[Segmentation annotation rows]

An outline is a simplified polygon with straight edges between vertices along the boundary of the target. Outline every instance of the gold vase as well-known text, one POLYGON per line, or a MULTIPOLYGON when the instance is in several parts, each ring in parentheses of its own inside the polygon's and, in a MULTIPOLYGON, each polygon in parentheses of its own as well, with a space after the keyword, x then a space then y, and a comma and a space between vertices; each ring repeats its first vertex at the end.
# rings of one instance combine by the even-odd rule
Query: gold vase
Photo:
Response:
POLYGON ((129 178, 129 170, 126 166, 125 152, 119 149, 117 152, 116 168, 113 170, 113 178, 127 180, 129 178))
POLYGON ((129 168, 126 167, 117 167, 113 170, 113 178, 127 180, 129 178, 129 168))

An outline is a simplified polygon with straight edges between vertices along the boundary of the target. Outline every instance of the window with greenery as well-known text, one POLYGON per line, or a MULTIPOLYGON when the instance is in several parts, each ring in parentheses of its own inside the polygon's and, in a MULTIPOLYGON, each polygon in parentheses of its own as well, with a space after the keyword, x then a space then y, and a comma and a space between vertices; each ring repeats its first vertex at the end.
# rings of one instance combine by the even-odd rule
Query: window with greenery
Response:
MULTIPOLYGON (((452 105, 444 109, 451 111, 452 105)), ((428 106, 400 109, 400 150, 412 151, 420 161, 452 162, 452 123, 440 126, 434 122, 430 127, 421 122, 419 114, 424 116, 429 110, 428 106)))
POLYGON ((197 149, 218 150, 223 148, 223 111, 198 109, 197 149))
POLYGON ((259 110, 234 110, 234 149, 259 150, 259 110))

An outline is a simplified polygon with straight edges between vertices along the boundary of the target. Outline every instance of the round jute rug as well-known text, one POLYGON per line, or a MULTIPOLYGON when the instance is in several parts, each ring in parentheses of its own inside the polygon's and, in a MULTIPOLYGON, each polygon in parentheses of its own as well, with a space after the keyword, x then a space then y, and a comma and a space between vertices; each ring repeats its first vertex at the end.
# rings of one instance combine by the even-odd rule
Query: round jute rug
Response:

» **Requirement**
Repeat the lines word for word, starting at the line that contains "of the round" and ending with the last line of the rows.

» **Correct result**
An outline is a simplified polygon with straight edges between vertices along the boundary of the target. Outline every instance of the round jute rug as well-known text, one POLYGON per line, or a MULTIPOLYGON when the instance is in several parts, each ring in parentheses of its own inside the polygon's and, in a MULTIPOLYGON, each polygon in parentheses of its own as well, with a space after the keyword, x then a space then y, and a comma and a space between vertices; each ring repeats its first vertex at the end.
# rings of one instance combine by the even-odd rule
Query: round jute rug
Response:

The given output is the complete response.